* TASKS TO PERFORM:
1. In the forum thread about running dogs on WMA land, what does pinelog not have, according to GA DAWG?
2. Write the next part of the forum thread about running dogs on WMA land, picking up where it stops.

* SUPPLIED TEXT:
────────────────────

I got a couple square headed curdogs most folks would call bulldogs. It just sound to like Goverment doin what Goverment does best.


----------



## GA DAWG (Jan 31, 2013)

madison daniel said:


> Game wardens were right their with them


And pinelog dont even have a coon season. Which is crazy! Run hog dogs but not coon. Course I guess they figure dont anybody know the back way in lol


----------



## Grover Willis (Jan 31, 2013)

madison daniel said:


> I know they do it on pinelog I saw it for myself bc I was wondering why I couldn't run my dogs they said bc these people lease the land to the government for the wma to be their



This is somewhat the truth. the land owners have what they agree to in the lease with the state. although it is a wma, most of the time corn or something is grown on the land by the land owners. so if hogs destroy your corn on property that you lease to the state...... you would be wise to include hog removal in the deal. this has nothing to do with wma rules. if you are the land owner then you call the shots. nothing wrong with that as far as i am concerned.


----------



## Beasley (Feb 10, 2013)

i hear the same stuff is going on at Tuckahoe wma right now


----------



## ngacoons (Feb 10, 2013)

────────────────────

* Rows from a data source:

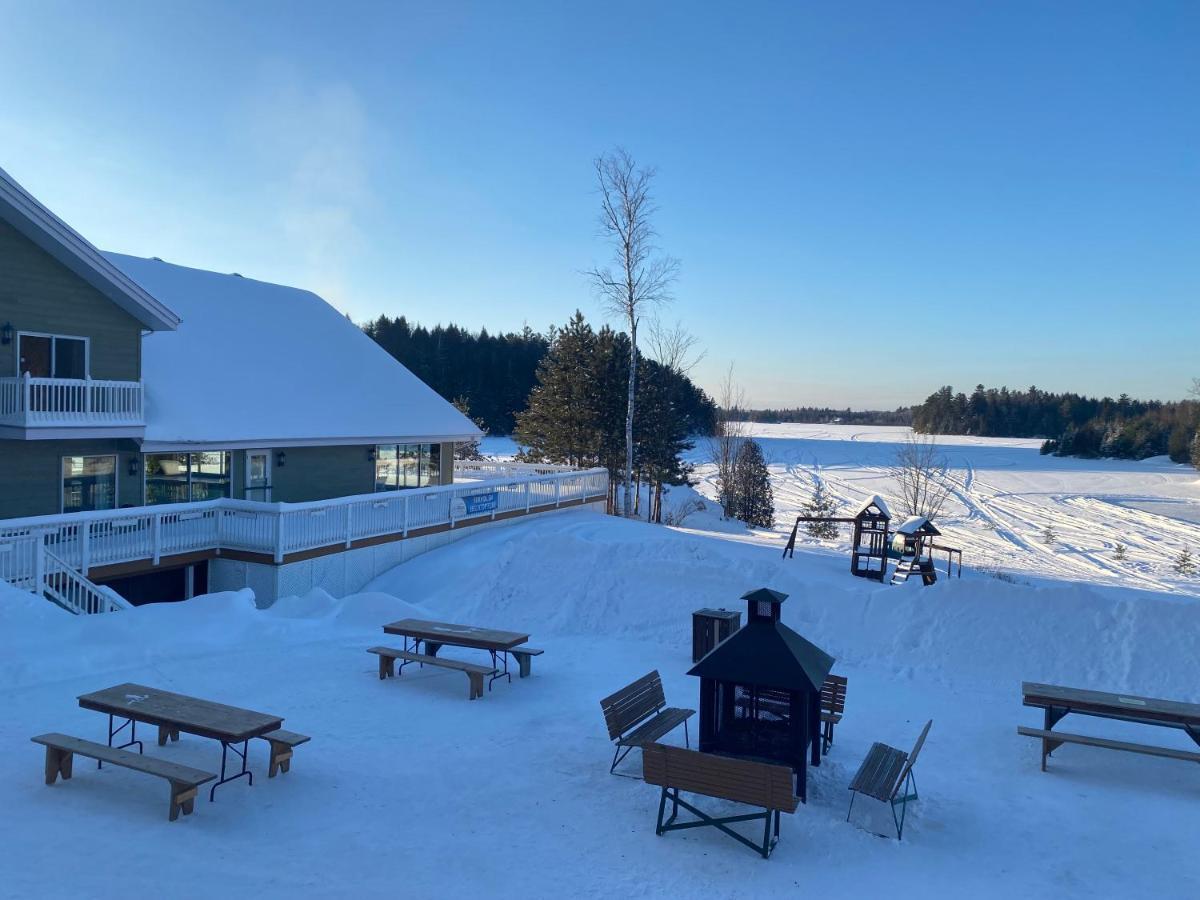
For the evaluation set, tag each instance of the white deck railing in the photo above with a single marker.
(84, 540)
(70, 402)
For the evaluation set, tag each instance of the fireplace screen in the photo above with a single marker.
(760, 723)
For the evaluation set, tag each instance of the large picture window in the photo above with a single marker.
(401, 466)
(52, 355)
(181, 478)
(89, 483)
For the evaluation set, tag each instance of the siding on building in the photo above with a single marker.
(41, 294)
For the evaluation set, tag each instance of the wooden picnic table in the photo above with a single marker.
(1057, 702)
(174, 713)
(436, 635)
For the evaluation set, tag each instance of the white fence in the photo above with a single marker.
(42, 402)
(84, 540)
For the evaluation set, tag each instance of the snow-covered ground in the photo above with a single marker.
(1003, 495)
(408, 789)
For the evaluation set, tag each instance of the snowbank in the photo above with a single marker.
(407, 783)
(581, 574)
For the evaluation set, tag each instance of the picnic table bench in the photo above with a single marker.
(755, 784)
(637, 715)
(833, 707)
(475, 673)
(436, 635)
(185, 781)
(882, 775)
(174, 713)
(1057, 702)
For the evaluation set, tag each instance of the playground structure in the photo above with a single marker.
(912, 545)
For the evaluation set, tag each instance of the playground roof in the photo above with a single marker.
(917, 525)
(874, 501)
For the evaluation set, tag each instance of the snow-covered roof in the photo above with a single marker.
(915, 523)
(25, 213)
(263, 365)
(874, 501)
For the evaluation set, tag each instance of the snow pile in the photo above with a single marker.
(643, 582)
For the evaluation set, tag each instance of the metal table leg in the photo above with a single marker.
(132, 725)
(244, 754)
(496, 670)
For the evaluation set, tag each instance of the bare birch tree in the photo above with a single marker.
(637, 276)
(922, 473)
(673, 346)
(726, 441)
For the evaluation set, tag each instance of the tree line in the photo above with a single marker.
(576, 412)
(1069, 424)
(492, 375)
(827, 415)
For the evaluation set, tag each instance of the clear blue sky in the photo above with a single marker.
(868, 199)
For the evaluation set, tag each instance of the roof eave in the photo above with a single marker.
(24, 213)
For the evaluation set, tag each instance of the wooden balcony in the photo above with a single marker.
(70, 407)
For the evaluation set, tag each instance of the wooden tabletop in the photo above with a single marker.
(1126, 706)
(190, 714)
(485, 639)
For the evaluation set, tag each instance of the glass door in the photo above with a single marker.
(258, 475)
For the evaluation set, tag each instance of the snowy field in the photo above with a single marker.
(408, 789)
(1003, 495)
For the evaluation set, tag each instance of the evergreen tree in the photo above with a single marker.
(660, 431)
(576, 412)
(821, 505)
(754, 502)
(562, 423)
(1183, 563)
(468, 449)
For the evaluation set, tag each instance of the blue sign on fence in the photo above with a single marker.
(480, 503)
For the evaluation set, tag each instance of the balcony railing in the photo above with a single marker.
(29, 402)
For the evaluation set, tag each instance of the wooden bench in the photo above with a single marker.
(882, 775)
(60, 750)
(525, 658)
(639, 715)
(833, 706)
(475, 675)
(1053, 739)
(755, 784)
(282, 745)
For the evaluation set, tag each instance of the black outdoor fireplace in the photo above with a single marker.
(760, 691)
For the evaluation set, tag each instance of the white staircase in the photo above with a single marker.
(40, 570)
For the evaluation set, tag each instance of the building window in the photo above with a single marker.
(89, 483)
(52, 355)
(181, 478)
(401, 466)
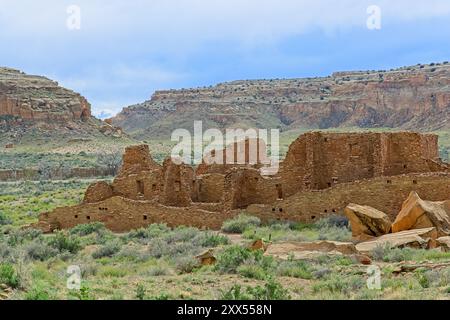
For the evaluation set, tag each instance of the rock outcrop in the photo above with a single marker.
(307, 250)
(418, 238)
(416, 97)
(367, 222)
(36, 98)
(417, 213)
(37, 108)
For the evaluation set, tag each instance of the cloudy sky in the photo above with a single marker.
(125, 50)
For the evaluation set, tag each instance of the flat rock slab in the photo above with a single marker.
(444, 243)
(367, 221)
(309, 250)
(419, 238)
(417, 213)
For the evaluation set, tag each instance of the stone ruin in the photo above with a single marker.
(321, 174)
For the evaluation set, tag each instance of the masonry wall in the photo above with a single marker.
(318, 161)
(383, 193)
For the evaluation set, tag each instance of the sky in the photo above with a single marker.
(117, 53)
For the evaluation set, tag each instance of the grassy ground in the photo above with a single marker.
(158, 262)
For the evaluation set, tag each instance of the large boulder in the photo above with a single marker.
(417, 213)
(419, 238)
(444, 243)
(367, 222)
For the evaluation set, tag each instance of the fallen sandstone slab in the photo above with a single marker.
(367, 222)
(308, 250)
(444, 243)
(417, 214)
(418, 238)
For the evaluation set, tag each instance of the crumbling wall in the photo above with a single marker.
(383, 193)
(98, 192)
(209, 188)
(247, 186)
(317, 161)
(178, 184)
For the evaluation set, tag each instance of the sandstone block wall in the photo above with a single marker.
(321, 175)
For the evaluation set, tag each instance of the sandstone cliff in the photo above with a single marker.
(33, 107)
(415, 97)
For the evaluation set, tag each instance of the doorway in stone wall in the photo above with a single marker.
(279, 191)
(140, 186)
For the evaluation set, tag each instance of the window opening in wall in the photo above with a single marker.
(140, 186)
(279, 191)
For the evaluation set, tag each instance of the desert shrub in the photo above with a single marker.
(186, 264)
(149, 233)
(133, 253)
(64, 242)
(18, 237)
(270, 291)
(234, 257)
(181, 234)
(158, 271)
(336, 283)
(4, 220)
(83, 294)
(208, 239)
(295, 269)
(107, 250)
(5, 252)
(140, 292)
(39, 292)
(433, 278)
(86, 229)
(252, 271)
(113, 272)
(333, 221)
(240, 224)
(39, 250)
(9, 276)
(231, 258)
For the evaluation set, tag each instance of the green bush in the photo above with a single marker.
(240, 224)
(39, 250)
(231, 258)
(4, 220)
(236, 259)
(270, 291)
(107, 250)
(9, 276)
(39, 292)
(20, 236)
(86, 229)
(65, 243)
(186, 264)
(295, 269)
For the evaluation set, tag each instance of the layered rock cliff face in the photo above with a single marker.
(37, 107)
(36, 98)
(408, 98)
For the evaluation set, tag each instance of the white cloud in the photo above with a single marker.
(177, 23)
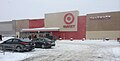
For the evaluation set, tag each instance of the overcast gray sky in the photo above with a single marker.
(26, 9)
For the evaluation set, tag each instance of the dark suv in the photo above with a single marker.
(18, 44)
(43, 42)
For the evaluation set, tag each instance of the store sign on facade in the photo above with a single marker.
(68, 19)
(100, 17)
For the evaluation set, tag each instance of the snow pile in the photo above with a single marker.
(66, 50)
(5, 38)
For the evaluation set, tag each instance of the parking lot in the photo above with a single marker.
(65, 50)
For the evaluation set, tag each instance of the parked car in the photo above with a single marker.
(43, 42)
(18, 44)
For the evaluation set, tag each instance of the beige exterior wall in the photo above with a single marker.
(103, 25)
(21, 24)
(102, 34)
(94, 23)
(57, 20)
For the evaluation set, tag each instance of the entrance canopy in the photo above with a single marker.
(41, 29)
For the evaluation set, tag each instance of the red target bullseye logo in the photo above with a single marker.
(68, 18)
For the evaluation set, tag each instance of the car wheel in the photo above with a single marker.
(43, 46)
(18, 49)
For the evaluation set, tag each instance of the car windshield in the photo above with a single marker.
(25, 39)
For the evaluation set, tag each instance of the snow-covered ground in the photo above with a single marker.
(65, 50)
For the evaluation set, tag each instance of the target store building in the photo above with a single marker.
(65, 25)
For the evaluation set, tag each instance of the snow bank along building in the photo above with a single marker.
(67, 25)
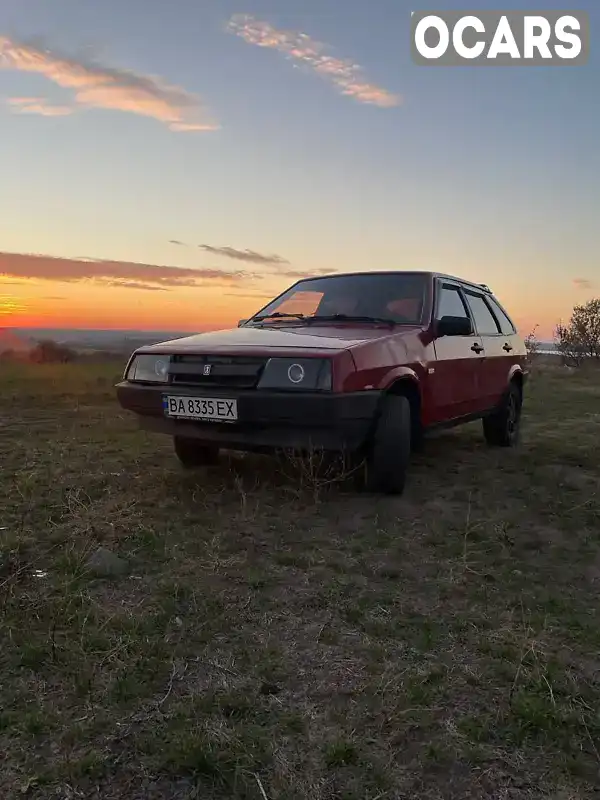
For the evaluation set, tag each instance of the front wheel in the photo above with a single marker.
(390, 448)
(502, 427)
(192, 453)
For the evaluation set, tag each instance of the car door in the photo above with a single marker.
(493, 376)
(454, 380)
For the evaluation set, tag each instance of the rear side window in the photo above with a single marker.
(484, 319)
(451, 304)
(505, 324)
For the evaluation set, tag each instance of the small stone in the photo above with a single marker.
(106, 564)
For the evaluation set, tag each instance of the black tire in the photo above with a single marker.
(502, 427)
(390, 448)
(192, 453)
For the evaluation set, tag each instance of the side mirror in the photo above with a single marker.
(454, 326)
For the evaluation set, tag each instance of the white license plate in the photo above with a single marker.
(217, 409)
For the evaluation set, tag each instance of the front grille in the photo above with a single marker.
(235, 372)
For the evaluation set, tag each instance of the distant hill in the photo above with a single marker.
(10, 340)
(118, 341)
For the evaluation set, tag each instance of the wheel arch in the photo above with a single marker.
(408, 386)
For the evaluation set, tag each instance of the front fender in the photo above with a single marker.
(397, 374)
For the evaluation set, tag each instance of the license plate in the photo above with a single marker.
(203, 408)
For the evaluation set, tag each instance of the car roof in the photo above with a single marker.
(427, 273)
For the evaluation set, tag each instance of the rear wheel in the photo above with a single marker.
(502, 427)
(192, 453)
(389, 451)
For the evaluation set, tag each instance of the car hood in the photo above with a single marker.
(301, 337)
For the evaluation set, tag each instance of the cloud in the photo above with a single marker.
(244, 255)
(37, 105)
(137, 285)
(97, 86)
(345, 75)
(298, 274)
(125, 274)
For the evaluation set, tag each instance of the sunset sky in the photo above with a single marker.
(172, 165)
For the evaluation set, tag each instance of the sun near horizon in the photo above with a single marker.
(179, 173)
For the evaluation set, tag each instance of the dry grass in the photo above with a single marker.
(273, 641)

────────────────────

* WRITTEN ANSWERS:
1. A coon season.

2.
i coon hunt on russel wma 5 nights a week or more for the past 5 years and i have been checked by a warden once..only once..their interaction on russel is - I AM A POTTY MOUTH -- I AM A POTTY MOUTH -- I AM A POTTY MOUTH -- I AM A POTTY MOUTH - poor and im pretty sure not certain but the pursuit and/or catching of hogs on any wma is prohibited unless speciafically noted..so they is always a chance for a yelllow receipt for getting caught


----------



## NEGA Hog Hunter (Feb 10, 2013)

It  gets Hog  Hunted .


----------



## ngacoons (Feb 10, 2013)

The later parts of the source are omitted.